== PASSAGE
Stakeholders have called for an urgent action to help address the payment of medical examination bills by survivors of domestic violence.
The payment of medical examination bills by survivors of domestic violence, according to stakeholders, discourages many domestic violence victims to report cases as well as to seek justice.
The call was made by the various speakers at a stakeholder engagement on the payment of medical examination bills by survivors of domestic violence, organised by Plan International Ghana, a Non-Governmental Organisation (NGO) in Accra on Thursday, June 9, 2022.
Speaking at the event, the Director of the Domestic Violence and Victim Support Unit (DOVVSU) of the Ghana Police Service, Assistant Commissioner of Police (ACP), Owusuaa Kyeremeh, said due to the challenges victims of domestic violence face in the payment of the medical examination bills, many of the victims discontinue their cases along the line.
She said many of the victims are unable to raise the needed money to get the medical examination bill, which is needed to help with the prosecution of perpetuators of domestic violence.
She expressed the worry that although victims of domestic violence are not supposed to pay for the medical examination bill, many health facilities still take monies from such individuals before medical examination reports are issued to them.
ACP Kyeremeh said it was illegal for medical officers to take monies from victims of domestic violence before issuing them with the medical examination report, noting that “It is illegal fees that is being charged; there is no justification for it.”
On his part, the Member of Parliament for North Tongu Constituency in the Volta Region, Mr Samuel Okudzeto Ablakwa, proposed to the government to place the payment of the medical examination report by domestic violence victims under the National Health Insurance Scheme (NHIS).
For him, since the NHIS already has well-structured system, it will be better for them to manage such issues than setting up an entirely new fund to cater for the same purpose.
He said due to the high cost of the medical examination report, many domestic violence victims who cannot afford the payment decide not to pursue their cases for justice, a situation he said emboldens perpetuators of such crimes to continue their activities.
====
== RECORDED INFORMATION
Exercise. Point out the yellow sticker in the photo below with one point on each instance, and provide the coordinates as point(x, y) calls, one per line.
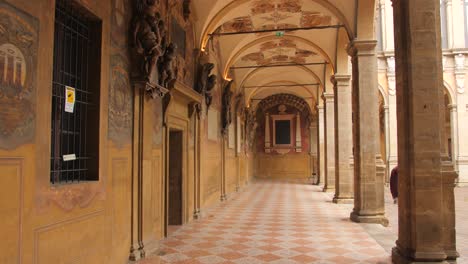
point(69, 99)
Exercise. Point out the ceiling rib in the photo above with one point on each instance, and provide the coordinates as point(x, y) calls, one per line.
point(278, 65)
point(274, 30)
point(281, 85)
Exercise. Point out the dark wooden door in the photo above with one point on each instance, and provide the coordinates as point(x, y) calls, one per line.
point(175, 178)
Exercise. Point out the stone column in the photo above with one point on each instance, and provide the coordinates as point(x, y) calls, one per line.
point(392, 146)
point(369, 170)
point(321, 144)
point(344, 191)
point(313, 150)
point(329, 183)
point(426, 229)
point(267, 134)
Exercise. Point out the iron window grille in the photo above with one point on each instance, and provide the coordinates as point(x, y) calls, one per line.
point(77, 60)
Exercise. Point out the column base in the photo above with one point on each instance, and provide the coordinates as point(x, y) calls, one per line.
point(343, 200)
point(439, 258)
point(369, 219)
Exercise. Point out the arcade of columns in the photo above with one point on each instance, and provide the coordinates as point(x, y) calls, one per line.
point(416, 117)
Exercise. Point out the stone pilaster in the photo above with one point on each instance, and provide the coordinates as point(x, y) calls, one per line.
point(392, 146)
point(344, 188)
point(368, 180)
point(426, 179)
point(329, 114)
point(321, 144)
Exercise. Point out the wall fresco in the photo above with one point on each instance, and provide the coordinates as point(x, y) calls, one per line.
point(120, 90)
point(18, 60)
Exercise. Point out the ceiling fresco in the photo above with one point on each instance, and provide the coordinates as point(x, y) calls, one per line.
point(279, 51)
point(276, 14)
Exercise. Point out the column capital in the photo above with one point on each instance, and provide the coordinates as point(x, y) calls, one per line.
point(340, 79)
point(361, 47)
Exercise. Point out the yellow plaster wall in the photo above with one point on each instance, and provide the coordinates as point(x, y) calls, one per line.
point(295, 166)
point(231, 171)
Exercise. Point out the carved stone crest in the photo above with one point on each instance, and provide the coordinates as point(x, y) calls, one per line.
point(18, 61)
point(226, 107)
point(153, 57)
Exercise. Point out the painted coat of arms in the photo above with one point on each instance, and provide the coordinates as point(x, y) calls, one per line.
point(18, 60)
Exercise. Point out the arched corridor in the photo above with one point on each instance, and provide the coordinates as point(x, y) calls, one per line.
point(287, 222)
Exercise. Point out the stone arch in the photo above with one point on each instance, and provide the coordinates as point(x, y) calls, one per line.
point(286, 99)
point(212, 24)
point(234, 57)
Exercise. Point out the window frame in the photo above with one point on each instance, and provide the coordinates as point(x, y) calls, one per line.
point(290, 118)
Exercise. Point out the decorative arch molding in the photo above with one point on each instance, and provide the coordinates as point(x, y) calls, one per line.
point(214, 21)
point(384, 95)
point(450, 92)
point(233, 58)
point(286, 99)
point(253, 72)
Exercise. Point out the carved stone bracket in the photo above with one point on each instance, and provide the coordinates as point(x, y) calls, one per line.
point(226, 107)
point(155, 90)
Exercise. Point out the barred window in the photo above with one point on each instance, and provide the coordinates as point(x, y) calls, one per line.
point(75, 95)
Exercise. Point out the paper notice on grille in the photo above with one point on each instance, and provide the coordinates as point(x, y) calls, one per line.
point(69, 157)
point(69, 99)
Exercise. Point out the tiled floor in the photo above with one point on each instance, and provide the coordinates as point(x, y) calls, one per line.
point(278, 222)
point(273, 222)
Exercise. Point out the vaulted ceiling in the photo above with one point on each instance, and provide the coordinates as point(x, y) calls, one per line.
point(280, 46)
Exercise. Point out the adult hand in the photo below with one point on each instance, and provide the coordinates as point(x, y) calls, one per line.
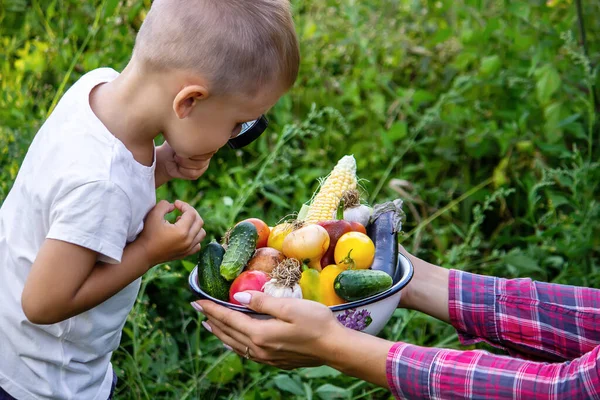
point(301, 334)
====
- PROBLEMS TO SOLVE:
A. Can you output the article's wording on medical examination bills from "Speaking at the" to "issued to them."?
B. Do these statements agree with the article on medical examination bills? Answer yes or no for each, and quote the words of the article that decide it.
(i) Plan International Ghana organised the stakeholder engagement.
(ii) Samuel Okudzeto Ablakwa proposed setting up a new fund to pay for the medical examination report.
(iii) Owusuaa Kyeremeh said victims of domestic violence are supposed to pay for the medical examination bill.
C. Which abbreviations does the article on medical examination bills spell out? List each one with its full form.

- TASK-BY-TASK RESULTS:
A.
Speaking at the event, the Director of the Domestic Violence and Victim Support Unit (DOVVSU) of the Ghana Police Service, Assistant Commissioner of Police (ACP), Owusuaa Kyeremeh, said due to the challenges victims of domestic violence face in the payment of the medical examination bills, many of the victims discontinue their cases along the line.
She said many of the victims are unable to raise the needed money to get the medical examination bill, which is needed to help with the prosecution of perpetuators of domestic violence.
She expressed the worry that although victims of domestic violence are not supposed to pay for the medical examination bill, many health facilities still take monies from such individuals before medical examination reports are issued to them.

B.
(i) Yes: "organised by Plan International Ghana, a Non-Governmental Organisation (NGO) in Accra on Thursday, June 9, 2022"
(ii) No: "it will be better for them to manage such issues than setting up an entirely new fund to cater for the same purpose"
(iii) No: "victims of domestic violence are not supposed to pay for the medical examination bill"

C.
NGO: Non-Governmental Organisation
DOVVSU: Domestic Violence and Victim Support Unit
ACP: Assistant Commissioner of Police
NHIS: National Health Insurance Scheme